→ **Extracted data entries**
+===+

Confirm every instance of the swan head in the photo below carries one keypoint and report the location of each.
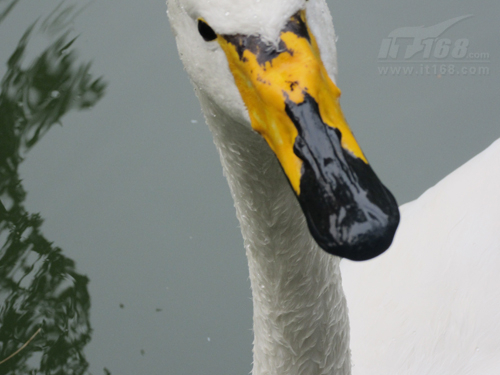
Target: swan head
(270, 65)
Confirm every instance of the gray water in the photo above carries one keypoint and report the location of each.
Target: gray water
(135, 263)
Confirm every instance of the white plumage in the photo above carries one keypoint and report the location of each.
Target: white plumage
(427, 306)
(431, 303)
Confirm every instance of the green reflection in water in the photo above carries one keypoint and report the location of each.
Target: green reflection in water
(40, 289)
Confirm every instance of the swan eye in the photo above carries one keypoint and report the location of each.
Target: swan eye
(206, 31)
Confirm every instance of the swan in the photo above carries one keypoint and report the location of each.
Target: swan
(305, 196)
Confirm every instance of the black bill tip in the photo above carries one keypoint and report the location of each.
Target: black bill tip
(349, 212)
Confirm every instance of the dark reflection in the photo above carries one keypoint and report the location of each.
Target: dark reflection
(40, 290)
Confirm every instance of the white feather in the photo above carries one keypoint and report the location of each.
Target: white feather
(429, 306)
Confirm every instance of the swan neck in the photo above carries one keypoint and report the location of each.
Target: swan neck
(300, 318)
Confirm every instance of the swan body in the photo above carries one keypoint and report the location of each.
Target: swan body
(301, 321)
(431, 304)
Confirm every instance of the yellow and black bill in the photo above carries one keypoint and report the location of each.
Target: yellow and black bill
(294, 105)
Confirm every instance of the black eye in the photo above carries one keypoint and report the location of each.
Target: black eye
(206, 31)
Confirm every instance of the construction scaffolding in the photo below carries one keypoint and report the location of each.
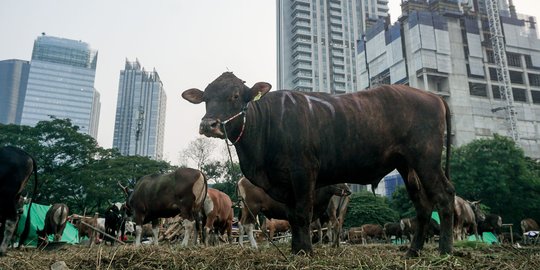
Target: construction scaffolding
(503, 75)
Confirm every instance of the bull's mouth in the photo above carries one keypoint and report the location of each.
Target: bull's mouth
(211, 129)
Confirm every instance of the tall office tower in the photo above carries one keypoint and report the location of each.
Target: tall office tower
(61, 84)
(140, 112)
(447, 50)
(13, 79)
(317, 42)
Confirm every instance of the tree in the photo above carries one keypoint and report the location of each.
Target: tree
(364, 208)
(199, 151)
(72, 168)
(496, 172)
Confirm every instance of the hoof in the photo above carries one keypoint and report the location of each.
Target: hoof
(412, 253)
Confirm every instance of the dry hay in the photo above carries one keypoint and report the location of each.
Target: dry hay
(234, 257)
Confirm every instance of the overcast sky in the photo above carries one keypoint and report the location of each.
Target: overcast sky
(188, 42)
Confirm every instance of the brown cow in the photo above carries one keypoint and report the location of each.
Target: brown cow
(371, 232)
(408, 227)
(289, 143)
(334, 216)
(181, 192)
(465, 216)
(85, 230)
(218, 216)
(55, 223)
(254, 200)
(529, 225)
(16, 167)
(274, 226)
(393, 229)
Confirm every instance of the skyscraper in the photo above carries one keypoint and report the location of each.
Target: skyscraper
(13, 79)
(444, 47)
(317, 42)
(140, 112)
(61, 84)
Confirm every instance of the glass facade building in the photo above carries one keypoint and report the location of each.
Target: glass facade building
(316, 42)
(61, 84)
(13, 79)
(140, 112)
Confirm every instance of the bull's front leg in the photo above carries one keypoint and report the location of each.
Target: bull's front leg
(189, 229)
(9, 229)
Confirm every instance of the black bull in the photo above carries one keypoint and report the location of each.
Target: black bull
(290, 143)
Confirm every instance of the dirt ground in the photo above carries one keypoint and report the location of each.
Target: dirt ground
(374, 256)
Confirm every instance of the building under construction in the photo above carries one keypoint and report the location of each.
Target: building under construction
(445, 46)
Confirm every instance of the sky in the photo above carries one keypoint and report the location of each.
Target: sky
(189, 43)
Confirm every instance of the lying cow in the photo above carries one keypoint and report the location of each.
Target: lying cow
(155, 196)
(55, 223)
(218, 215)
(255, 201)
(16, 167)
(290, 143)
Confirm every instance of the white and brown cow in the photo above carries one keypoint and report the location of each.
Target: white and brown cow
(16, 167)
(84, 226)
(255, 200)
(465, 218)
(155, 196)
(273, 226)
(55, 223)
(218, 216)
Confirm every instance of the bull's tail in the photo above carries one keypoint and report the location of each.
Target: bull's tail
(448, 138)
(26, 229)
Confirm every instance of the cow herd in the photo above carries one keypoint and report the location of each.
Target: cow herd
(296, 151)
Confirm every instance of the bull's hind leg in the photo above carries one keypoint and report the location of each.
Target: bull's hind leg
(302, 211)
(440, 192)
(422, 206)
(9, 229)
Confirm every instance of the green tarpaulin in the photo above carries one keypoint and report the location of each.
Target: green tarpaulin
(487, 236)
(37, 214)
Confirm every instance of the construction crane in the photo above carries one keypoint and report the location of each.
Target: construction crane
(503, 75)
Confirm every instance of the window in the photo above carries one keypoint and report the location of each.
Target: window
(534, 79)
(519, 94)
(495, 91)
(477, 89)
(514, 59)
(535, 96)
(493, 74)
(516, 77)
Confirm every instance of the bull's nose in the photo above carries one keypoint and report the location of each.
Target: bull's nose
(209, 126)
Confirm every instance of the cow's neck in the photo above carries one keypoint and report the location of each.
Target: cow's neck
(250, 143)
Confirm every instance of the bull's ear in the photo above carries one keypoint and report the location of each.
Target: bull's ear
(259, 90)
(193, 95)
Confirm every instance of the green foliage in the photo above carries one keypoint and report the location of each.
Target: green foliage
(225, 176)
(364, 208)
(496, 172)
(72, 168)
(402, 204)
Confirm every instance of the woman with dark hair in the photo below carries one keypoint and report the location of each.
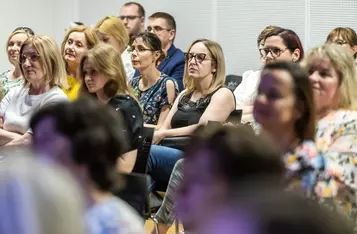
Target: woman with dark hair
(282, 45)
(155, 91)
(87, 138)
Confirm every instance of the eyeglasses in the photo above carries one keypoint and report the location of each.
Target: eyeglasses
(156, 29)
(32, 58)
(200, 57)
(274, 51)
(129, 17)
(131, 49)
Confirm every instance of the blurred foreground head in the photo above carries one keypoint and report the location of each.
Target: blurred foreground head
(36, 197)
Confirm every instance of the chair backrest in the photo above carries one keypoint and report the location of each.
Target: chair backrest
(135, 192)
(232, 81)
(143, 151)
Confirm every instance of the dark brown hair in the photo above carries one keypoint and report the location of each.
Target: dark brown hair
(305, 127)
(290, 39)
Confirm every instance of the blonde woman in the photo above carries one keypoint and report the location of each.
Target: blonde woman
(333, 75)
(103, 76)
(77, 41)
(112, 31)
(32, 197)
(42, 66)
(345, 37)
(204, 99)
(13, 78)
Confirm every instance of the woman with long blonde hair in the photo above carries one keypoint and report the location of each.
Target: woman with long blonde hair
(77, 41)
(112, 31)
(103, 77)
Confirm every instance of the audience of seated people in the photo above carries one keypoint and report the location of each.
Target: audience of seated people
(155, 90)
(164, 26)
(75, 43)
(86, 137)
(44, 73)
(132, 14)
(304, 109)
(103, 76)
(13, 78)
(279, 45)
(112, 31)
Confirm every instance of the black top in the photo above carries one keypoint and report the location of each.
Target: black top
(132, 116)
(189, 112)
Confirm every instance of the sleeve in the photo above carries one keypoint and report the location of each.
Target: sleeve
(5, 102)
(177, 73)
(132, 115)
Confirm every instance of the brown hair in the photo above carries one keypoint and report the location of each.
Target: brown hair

+===+

→ **EXERCISE DIRECTIONS**
Using the data above, return every line that contains the string "below".

→ **ANSWER SPACE**
Confirm every instance of the swan head in the photo below carries one keypoint and report the location of each.
Confirm every instance of the construction scaffolding in the photo below carries one keypoint and report the location of each.
Confirm every instance of the woman with dark hair in the photo below carries one keypoint and report the location of each.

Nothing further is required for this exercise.